Your goal: Render everything in the data from the line containing "Can you find the metal" down to the line containing "[[24, 628]]", both included, as a Markdown table with the columns "Row" and "Line", omitting any blank lines.

-=-=-=-=-

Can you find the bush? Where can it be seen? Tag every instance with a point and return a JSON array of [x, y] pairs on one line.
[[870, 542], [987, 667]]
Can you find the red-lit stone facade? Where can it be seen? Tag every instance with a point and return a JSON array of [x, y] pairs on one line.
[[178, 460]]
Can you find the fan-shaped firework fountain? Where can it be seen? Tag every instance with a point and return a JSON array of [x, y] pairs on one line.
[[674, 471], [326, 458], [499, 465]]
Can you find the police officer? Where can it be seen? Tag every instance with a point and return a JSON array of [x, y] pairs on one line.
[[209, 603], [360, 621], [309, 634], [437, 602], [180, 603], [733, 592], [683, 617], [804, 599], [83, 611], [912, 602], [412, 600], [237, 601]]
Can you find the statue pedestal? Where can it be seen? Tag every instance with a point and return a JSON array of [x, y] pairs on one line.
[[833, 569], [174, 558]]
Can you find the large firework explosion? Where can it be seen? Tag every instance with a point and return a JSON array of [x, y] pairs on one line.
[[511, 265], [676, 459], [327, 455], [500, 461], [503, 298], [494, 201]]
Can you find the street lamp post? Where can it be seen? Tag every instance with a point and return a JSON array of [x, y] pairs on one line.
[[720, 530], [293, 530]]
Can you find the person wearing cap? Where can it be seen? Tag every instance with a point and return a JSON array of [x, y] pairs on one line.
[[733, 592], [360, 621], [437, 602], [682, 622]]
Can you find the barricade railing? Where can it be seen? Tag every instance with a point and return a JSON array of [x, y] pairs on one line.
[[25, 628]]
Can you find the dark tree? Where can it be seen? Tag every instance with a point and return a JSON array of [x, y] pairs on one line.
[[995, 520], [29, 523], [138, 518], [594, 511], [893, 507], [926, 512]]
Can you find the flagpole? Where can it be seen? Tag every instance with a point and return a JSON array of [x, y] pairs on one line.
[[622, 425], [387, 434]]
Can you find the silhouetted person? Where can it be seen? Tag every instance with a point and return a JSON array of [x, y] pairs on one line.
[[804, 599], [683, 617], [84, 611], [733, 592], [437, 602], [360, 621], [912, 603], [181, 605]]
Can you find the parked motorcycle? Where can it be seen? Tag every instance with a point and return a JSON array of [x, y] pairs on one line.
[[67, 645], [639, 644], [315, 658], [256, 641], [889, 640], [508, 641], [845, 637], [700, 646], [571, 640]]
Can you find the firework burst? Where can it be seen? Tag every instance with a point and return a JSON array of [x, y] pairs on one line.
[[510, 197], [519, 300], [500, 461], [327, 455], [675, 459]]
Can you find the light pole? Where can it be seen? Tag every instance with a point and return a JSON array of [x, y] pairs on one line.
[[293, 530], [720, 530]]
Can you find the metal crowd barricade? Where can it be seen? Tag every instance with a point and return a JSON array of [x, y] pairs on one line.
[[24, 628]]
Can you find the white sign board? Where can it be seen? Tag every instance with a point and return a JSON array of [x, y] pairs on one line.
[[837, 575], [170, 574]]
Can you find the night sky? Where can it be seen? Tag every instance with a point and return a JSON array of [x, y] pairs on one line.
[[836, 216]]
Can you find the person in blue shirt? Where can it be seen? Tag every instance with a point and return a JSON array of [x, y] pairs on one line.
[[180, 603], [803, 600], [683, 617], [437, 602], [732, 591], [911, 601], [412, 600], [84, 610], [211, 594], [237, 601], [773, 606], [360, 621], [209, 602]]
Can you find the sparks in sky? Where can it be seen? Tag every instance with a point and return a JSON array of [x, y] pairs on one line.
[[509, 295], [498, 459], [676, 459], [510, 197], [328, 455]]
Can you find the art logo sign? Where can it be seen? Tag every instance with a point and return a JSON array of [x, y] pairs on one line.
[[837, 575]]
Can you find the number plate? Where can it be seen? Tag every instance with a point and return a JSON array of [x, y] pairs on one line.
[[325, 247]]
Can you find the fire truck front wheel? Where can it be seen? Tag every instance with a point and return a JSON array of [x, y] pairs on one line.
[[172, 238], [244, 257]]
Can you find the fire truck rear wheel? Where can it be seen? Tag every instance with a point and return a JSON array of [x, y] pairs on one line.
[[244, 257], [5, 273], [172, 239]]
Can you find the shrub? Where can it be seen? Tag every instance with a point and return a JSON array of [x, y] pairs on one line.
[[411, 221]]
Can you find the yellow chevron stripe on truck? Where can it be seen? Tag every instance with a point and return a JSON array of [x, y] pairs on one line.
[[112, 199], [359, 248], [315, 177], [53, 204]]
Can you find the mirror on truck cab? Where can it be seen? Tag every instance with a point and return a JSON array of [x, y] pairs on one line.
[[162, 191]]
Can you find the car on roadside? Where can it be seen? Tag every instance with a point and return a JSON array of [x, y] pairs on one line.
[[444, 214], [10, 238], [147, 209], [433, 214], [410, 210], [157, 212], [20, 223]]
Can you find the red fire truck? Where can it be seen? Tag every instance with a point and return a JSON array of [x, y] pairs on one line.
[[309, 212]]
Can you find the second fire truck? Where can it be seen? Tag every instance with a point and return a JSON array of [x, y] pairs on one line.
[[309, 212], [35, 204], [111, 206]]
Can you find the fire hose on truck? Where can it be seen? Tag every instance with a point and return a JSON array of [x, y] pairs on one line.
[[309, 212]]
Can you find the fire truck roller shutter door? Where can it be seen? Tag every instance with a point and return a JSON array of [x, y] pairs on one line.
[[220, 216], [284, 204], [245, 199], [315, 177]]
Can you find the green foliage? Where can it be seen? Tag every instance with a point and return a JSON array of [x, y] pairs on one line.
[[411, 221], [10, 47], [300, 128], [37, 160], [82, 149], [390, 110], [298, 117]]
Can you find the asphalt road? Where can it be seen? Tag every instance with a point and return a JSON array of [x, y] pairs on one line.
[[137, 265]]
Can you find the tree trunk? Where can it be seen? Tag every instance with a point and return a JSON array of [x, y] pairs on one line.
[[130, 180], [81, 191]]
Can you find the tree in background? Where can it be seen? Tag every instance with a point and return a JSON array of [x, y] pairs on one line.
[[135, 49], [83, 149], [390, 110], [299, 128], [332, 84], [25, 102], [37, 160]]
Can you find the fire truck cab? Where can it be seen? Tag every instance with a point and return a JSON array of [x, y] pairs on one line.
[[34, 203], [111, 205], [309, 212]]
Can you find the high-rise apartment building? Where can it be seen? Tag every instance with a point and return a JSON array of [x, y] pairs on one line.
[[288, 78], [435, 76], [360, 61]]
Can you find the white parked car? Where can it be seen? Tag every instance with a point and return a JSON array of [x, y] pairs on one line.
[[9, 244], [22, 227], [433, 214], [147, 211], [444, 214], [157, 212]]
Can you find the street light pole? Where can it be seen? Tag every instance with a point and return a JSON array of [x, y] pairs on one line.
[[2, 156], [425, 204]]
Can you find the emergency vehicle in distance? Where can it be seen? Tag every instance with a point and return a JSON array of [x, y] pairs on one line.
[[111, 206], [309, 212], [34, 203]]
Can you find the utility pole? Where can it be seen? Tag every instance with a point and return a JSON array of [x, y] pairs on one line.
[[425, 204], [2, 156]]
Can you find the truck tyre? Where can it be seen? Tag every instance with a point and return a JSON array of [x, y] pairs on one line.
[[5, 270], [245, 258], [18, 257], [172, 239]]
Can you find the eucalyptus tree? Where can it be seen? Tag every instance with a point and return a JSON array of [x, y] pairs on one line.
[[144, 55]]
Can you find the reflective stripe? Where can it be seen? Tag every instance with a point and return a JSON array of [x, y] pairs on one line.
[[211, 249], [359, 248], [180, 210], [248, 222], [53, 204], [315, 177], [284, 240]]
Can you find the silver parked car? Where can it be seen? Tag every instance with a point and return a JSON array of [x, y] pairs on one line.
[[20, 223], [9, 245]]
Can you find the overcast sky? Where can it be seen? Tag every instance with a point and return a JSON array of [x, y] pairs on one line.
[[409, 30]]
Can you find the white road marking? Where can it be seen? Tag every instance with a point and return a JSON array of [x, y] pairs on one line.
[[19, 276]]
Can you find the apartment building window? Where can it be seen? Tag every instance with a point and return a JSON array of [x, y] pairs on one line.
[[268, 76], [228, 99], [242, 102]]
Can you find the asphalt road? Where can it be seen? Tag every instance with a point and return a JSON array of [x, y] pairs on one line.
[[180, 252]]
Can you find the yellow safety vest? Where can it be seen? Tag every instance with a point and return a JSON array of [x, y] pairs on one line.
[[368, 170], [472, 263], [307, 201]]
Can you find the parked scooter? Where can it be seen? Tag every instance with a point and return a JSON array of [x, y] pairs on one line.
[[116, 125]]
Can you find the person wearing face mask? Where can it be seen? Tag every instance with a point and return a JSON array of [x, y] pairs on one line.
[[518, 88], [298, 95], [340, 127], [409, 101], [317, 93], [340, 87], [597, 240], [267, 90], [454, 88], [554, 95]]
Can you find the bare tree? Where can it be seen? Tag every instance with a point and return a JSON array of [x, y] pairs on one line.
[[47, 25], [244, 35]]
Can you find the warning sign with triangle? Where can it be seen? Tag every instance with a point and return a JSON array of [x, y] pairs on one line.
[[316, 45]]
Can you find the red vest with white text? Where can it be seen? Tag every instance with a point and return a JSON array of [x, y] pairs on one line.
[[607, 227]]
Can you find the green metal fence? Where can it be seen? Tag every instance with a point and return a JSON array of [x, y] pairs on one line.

-=-=-=-=-

The completed task:
| Row | Line |
|---|---|
| 1 | Can you find the metal crowd barricade? Where can it be seen? Tag every instance with a point and return a JSON array of [x, y] pairs on one line. |
| 2 | [[24, 628]] |